[Aim of the task] Line tally for the word "roll": count the lines below that contain it and reply with the number alone.

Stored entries
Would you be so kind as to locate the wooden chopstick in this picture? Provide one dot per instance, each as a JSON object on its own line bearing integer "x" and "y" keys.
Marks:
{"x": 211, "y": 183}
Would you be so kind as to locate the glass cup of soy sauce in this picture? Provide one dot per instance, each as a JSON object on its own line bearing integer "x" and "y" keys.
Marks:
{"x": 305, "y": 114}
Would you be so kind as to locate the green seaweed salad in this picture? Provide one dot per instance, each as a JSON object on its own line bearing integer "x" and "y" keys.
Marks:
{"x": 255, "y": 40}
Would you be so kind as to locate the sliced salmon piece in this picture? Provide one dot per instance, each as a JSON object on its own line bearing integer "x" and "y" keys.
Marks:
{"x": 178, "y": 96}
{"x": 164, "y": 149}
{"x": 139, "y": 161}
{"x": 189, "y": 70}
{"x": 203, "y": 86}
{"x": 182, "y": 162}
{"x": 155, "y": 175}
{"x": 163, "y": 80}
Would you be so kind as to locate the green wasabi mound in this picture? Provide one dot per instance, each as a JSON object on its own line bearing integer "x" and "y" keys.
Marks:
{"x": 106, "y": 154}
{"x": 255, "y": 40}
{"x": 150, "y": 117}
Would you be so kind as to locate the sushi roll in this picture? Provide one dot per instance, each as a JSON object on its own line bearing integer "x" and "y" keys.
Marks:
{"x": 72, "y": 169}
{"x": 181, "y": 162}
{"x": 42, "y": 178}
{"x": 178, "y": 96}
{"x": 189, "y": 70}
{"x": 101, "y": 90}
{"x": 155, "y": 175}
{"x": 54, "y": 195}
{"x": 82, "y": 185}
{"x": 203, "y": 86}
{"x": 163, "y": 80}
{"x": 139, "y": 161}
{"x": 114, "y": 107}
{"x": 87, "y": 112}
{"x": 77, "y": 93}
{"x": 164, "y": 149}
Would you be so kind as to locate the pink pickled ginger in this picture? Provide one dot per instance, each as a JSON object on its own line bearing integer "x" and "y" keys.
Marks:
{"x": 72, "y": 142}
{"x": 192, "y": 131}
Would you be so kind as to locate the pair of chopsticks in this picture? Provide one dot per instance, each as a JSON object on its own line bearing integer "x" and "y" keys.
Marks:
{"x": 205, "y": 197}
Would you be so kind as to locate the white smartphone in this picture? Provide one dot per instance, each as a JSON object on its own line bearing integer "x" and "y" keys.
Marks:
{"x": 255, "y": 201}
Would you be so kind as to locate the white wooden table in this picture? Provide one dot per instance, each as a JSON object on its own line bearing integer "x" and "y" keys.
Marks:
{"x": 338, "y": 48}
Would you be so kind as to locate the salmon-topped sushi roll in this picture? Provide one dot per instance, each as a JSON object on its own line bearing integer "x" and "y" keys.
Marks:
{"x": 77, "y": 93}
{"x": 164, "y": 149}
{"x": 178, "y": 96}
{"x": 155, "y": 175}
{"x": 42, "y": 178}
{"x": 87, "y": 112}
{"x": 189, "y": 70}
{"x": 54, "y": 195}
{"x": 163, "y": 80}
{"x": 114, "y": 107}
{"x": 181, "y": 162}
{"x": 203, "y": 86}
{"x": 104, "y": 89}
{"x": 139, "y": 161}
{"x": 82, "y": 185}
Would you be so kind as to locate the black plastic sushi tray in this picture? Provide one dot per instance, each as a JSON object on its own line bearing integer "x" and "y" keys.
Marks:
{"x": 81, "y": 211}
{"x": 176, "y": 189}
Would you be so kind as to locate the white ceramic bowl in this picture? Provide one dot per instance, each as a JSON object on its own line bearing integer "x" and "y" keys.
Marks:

[Response below] 2